* _Items from a data source_:
# # # # # # #

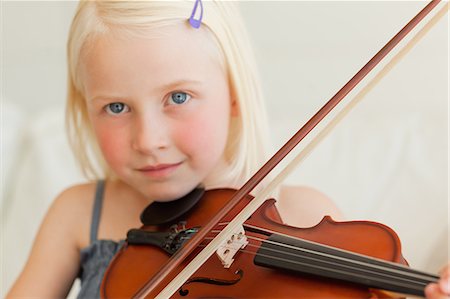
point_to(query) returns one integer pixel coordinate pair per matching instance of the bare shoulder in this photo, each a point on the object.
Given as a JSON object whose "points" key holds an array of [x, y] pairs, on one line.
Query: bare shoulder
{"points": [[58, 241], [305, 206], [72, 209]]}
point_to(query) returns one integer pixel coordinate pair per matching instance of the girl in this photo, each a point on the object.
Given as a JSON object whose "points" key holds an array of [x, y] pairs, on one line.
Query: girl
{"points": [[156, 106]]}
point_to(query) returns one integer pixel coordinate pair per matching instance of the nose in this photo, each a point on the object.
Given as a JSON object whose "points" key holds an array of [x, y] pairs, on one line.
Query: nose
{"points": [[150, 134]]}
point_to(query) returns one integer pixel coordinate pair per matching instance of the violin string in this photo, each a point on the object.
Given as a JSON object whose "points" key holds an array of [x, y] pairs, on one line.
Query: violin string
{"points": [[403, 282], [409, 275], [390, 265]]}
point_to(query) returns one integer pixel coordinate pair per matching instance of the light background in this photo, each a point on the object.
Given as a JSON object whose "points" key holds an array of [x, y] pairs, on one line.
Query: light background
{"points": [[387, 161]]}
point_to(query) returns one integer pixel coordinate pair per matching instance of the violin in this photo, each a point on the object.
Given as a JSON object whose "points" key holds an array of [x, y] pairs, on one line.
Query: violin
{"points": [[256, 255], [274, 259]]}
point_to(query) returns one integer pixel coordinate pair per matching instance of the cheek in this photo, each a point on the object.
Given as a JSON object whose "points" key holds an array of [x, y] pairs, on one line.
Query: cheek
{"points": [[112, 144], [205, 136]]}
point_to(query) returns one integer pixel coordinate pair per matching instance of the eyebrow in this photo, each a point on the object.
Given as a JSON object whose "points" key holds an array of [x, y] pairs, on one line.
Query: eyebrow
{"points": [[177, 83], [163, 87]]}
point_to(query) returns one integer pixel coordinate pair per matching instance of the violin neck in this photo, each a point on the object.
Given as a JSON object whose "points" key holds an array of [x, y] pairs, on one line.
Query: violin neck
{"points": [[306, 257]]}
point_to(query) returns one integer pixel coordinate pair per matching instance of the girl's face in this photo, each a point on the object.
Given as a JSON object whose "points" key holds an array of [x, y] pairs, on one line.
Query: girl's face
{"points": [[160, 109]]}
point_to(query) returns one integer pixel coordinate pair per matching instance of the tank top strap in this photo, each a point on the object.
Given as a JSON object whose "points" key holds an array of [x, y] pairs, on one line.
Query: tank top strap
{"points": [[97, 210]]}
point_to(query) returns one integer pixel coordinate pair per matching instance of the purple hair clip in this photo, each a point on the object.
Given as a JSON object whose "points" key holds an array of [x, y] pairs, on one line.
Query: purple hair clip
{"points": [[196, 22]]}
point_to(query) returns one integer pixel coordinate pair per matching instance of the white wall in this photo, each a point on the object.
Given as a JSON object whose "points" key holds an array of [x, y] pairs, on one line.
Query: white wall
{"points": [[387, 161]]}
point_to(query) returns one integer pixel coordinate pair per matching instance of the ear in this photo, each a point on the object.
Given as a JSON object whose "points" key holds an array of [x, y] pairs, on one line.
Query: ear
{"points": [[234, 108]]}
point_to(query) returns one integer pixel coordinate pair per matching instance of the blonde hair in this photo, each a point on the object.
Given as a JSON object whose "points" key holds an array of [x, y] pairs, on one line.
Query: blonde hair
{"points": [[247, 143]]}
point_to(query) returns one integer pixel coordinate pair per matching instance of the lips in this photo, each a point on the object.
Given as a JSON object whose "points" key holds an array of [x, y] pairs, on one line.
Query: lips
{"points": [[160, 170]]}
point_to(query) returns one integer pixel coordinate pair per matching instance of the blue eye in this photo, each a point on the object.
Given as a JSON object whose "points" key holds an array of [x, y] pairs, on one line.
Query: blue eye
{"points": [[116, 108], [179, 97]]}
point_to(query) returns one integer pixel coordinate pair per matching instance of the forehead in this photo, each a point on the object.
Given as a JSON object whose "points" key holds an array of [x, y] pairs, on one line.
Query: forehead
{"points": [[161, 55]]}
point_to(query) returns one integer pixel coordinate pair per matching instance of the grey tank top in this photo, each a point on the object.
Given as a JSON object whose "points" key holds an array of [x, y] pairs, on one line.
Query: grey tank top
{"points": [[96, 257]]}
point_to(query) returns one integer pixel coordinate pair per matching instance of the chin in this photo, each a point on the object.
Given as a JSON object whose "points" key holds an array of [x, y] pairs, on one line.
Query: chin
{"points": [[167, 194]]}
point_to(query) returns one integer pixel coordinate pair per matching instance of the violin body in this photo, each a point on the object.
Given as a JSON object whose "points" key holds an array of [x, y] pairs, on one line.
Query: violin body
{"points": [[134, 265]]}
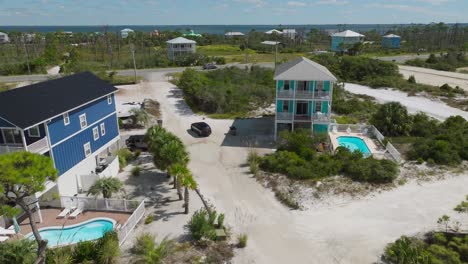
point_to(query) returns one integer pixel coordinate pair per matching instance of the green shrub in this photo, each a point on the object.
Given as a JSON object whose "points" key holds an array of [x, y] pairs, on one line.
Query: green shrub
{"points": [[149, 219], [18, 251], [242, 240], [136, 171], [201, 225]]}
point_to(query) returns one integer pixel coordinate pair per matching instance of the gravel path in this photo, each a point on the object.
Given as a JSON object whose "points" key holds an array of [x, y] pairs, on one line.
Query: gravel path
{"points": [[436, 109], [353, 232]]}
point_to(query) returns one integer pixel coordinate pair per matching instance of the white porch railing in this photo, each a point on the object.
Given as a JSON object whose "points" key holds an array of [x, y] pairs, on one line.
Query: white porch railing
{"points": [[132, 221]]}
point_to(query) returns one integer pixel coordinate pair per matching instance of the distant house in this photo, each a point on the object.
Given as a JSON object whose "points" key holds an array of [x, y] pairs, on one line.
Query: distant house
{"points": [[233, 34], [341, 41], [4, 37], [273, 31], [304, 91], [180, 46], [191, 33], [290, 33], [391, 41], [125, 32], [72, 120]]}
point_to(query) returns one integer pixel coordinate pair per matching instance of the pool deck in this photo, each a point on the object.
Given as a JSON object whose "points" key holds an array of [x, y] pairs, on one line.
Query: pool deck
{"points": [[373, 148], [49, 218]]}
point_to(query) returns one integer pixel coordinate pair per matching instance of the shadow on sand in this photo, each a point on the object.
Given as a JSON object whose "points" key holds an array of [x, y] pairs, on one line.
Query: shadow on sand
{"points": [[252, 132]]}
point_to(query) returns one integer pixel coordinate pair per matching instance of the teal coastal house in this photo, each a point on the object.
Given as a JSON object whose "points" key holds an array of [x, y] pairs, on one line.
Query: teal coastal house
{"points": [[304, 92], [391, 41], [342, 41]]}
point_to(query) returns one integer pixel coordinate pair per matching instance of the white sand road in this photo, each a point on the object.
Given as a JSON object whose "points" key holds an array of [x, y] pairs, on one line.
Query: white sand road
{"points": [[433, 108], [353, 232], [434, 77]]}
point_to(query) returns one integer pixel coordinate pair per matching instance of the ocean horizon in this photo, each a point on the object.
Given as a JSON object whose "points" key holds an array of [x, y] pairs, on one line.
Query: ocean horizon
{"points": [[207, 29]]}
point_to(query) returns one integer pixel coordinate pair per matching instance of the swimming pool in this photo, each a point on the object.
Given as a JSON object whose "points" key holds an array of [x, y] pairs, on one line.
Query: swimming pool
{"points": [[90, 230], [353, 144]]}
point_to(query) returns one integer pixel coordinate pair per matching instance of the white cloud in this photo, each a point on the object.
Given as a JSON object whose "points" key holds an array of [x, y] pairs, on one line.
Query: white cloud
{"points": [[332, 2], [296, 3]]}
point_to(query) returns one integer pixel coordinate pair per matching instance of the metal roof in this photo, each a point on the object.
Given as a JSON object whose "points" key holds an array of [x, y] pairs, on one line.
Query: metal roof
{"points": [[181, 40], [391, 36], [303, 69], [347, 34]]}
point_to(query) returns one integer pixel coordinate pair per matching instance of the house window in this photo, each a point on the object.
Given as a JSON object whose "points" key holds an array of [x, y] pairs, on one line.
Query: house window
{"points": [[103, 129], [302, 86], [286, 106], [87, 149], [319, 86], [83, 122], [318, 106], [95, 133], [66, 119], [286, 85], [34, 132]]}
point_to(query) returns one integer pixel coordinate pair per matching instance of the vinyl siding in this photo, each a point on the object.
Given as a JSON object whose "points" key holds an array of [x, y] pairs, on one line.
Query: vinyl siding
{"points": [[70, 152], [94, 111]]}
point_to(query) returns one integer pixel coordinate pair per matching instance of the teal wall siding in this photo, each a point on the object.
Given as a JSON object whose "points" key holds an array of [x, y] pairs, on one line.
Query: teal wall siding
{"points": [[326, 85], [324, 107], [320, 128], [279, 85], [279, 106]]}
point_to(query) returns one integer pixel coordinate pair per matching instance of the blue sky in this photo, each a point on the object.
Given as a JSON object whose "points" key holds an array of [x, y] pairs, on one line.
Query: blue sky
{"points": [[174, 12]]}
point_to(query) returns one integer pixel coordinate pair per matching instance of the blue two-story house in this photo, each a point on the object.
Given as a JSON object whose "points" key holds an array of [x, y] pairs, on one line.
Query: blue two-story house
{"points": [[72, 119]]}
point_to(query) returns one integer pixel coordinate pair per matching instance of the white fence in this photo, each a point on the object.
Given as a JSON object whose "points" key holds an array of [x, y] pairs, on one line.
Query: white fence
{"points": [[132, 221], [373, 132], [98, 204]]}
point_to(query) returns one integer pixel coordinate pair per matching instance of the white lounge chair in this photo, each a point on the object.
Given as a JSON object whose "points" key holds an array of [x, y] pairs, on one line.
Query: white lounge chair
{"points": [[7, 232], [64, 212], [76, 212]]}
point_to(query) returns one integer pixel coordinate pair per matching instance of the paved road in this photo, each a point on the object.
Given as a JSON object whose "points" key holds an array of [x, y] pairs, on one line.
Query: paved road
{"points": [[145, 73]]}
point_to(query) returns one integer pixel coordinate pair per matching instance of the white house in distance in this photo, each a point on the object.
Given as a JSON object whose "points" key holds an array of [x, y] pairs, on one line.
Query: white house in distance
{"points": [[4, 37], [342, 40], [233, 34], [125, 32], [180, 46], [289, 33]]}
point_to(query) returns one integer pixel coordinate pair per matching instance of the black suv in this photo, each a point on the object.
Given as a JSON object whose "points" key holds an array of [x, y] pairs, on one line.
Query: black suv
{"points": [[136, 142], [201, 128]]}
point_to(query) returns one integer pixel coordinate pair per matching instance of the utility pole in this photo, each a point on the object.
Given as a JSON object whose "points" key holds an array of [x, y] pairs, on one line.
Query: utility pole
{"points": [[26, 52], [132, 48]]}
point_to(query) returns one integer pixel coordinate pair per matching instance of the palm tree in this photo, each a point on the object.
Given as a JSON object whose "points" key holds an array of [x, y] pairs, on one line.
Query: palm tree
{"points": [[140, 116], [188, 182], [178, 171], [106, 186]]}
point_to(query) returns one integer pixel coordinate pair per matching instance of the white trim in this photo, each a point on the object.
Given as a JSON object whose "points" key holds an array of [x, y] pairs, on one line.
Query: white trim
{"points": [[102, 126], [38, 132], [95, 133], [85, 121], [66, 116], [79, 131], [69, 110], [87, 146]]}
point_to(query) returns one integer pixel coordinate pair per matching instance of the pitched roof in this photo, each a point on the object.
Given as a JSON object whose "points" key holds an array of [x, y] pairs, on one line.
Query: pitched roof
{"points": [[303, 69], [391, 36], [347, 34], [181, 40], [33, 104]]}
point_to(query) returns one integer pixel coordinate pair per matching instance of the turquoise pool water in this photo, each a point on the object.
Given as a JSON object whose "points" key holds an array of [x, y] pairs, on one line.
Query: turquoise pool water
{"points": [[91, 230], [353, 144]]}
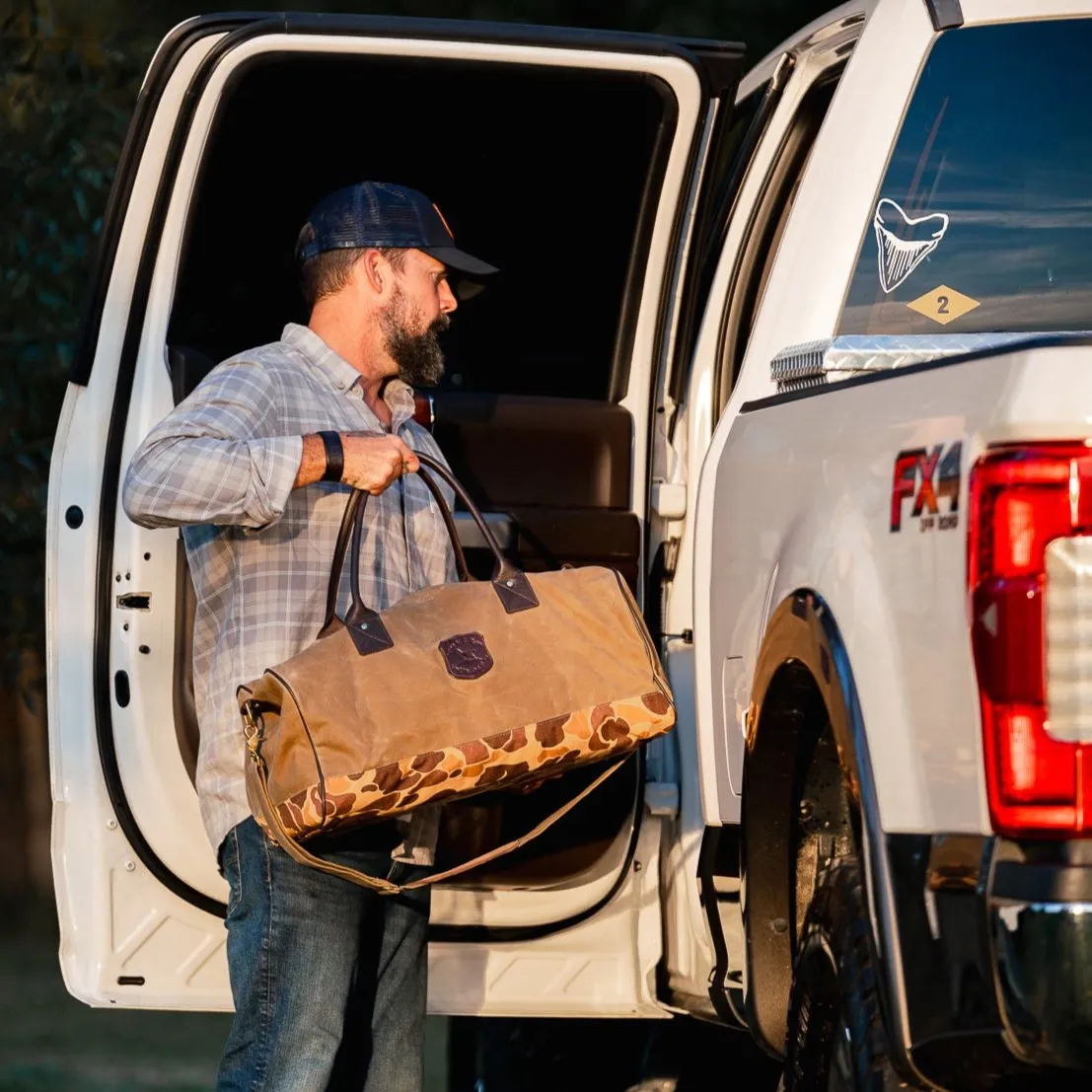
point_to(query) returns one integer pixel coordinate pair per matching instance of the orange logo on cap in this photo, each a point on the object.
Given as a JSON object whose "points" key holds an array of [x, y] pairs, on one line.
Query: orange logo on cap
{"points": [[443, 222]]}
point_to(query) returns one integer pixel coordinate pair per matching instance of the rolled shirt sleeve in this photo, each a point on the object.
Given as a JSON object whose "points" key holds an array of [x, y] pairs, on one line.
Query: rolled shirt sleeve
{"points": [[215, 458]]}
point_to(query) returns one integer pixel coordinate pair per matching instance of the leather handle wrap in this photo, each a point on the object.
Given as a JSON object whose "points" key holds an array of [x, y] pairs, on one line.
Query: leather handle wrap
{"points": [[352, 530], [281, 836]]}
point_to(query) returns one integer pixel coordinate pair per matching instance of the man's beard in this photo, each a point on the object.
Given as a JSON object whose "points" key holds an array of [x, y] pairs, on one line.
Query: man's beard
{"points": [[418, 355]]}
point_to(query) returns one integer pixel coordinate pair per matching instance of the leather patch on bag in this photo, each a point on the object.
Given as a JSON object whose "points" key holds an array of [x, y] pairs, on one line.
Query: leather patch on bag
{"points": [[467, 655]]}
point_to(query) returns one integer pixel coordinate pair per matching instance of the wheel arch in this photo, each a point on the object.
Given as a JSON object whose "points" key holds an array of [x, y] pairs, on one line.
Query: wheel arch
{"points": [[803, 684]]}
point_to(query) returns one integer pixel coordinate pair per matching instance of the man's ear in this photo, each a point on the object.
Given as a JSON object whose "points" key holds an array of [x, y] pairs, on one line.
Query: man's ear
{"points": [[375, 269]]}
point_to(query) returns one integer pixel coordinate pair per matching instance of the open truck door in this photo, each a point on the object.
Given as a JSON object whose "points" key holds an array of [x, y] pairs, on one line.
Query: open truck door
{"points": [[571, 160]]}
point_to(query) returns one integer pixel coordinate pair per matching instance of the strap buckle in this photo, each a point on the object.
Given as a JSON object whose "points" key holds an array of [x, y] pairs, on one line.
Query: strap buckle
{"points": [[253, 728]]}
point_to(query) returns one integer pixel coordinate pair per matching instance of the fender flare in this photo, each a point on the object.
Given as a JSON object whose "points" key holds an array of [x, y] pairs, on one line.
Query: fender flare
{"points": [[802, 631]]}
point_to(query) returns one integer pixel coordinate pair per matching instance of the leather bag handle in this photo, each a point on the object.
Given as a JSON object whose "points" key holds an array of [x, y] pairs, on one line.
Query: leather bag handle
{"points": [[365, 624], [299, 854]]}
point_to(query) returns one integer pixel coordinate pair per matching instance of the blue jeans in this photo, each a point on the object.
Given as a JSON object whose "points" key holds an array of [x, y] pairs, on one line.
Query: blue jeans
{"points": [[328, 980]]}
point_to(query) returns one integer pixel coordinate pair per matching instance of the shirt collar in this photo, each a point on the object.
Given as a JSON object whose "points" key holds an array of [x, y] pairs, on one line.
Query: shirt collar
{"points": [[398, 395]]}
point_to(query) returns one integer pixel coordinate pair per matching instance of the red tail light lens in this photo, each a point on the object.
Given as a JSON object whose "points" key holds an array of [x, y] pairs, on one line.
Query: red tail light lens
{"points": [[1021, 500]]}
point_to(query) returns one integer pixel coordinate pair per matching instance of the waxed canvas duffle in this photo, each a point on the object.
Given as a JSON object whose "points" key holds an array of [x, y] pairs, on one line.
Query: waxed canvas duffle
{"points": [[453, 691]]}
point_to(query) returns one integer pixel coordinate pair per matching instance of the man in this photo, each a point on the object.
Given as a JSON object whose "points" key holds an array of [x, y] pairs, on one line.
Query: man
{"points": [[328, 981]]}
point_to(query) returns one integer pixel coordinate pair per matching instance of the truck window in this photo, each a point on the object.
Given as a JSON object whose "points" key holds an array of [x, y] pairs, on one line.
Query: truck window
{"points": [[540, 170], [983, 222], [766, 225]]}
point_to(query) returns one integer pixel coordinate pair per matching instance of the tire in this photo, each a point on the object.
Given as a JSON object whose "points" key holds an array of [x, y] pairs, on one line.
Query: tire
{"points": [[837, 1041]]}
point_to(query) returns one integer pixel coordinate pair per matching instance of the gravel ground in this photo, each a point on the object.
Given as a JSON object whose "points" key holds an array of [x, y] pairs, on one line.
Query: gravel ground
{"points": [[49, 1042]]}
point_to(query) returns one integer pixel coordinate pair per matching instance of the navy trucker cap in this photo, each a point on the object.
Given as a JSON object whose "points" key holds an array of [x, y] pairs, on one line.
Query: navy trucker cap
{"points": [[380, 214]]}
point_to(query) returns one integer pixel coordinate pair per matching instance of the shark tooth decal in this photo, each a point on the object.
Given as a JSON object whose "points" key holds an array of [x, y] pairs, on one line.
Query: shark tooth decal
{"points": [[904, 243]]}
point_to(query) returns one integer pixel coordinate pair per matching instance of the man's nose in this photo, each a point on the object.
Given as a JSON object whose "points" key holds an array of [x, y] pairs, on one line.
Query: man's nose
{"points": [[448, 302]]}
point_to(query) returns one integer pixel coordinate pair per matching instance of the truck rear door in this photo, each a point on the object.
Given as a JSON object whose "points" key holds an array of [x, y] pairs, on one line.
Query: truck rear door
{"points": [[571, 160]]}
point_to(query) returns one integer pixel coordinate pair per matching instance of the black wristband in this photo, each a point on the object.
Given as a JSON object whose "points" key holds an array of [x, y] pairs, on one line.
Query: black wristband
{"points": [[335, 457]]}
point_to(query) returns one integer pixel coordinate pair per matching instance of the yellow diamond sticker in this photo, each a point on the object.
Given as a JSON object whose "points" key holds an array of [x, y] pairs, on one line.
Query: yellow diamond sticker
{"points": [[942, 305]]}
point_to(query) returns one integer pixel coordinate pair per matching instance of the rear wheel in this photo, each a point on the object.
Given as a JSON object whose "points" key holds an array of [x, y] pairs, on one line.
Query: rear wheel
{"points": [[837, 1040]]}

# # # # # # #

* _Job_: In the entries above, find the line containing "the gravel ground". Set down that line and every line after it through the last one, exactly and alone.

* _Worked solution_:
point_to(query) returns one integer pixel coordinate pair per matching instance of the gravel ground in this photo, each a point on the object.
Given as a JSON object whose "points" key holds an array of [x, y] pairs, on one line.
Query: gravel ground
{"points": [[49, 1042]]}
point_to(query) returns one integer pixel coordinate pair per matching instance of the navy trucker cap in this photo, each a point on the object.
Given as a JSON object whose "points" key holds an array of [x, y] pairs, on one line.
Query: navy trucker cap
{"points": [[380, 214]]}
point_to(query) returns one integer pixel coordinate pair per matching instance of the shark tooth decal in this photo, each a point on the object.
Given as a JSON object whose "points" key holds an array of [x, y] pairs, on one line.
Query: shark tooth decal
{"points": [[904, 243]]}
point_to(query) returns one integer pixel coordinate pair per matching instance of the man's nose in this photo, each a point on the object.
Given as a JSON object whose "points" key holds an array of [x, y] pairs, on one line.
Query: man's nose
{"points": [[448, 302]]}
point_to(query) returns one integer pixel coordinate pair per matching instance of the truck rear door in this photo, each a point on the object.
Given as a JSON object whose "points" key holds an array of [x, y] pairs, on one line.
Query: truck rear door
{"points": [[571, 160]]}
point_to(query) returns one integer pixel coordinate pair per matching instance of the black wristband in this photo, each a point on the object.
Given as a JSON object whose "points" key holds an array of [x, y] pairs, on one line.
Query: black wristband
{"points": [[335, 457]]}
point_to(query) returns one integer pixel coordinate pair per matching instance of the yellow diamond sticker in this photo, each a point on the object.
Given as a JSON object whose "points" key holds an array of [x, y] pairs, on one line.
Query: yellow diamond sticker
{"points": [[942, 305]]}
point_to(query) returns one integer pixel coordinate pair per matching instance of the rear wheel in this photo, each a point on the object.
Given as a JSON object whose "points" key holds an array of [x, y] pairs, on one line.
Query: rear wheel
{"points": [[837, 1040]]}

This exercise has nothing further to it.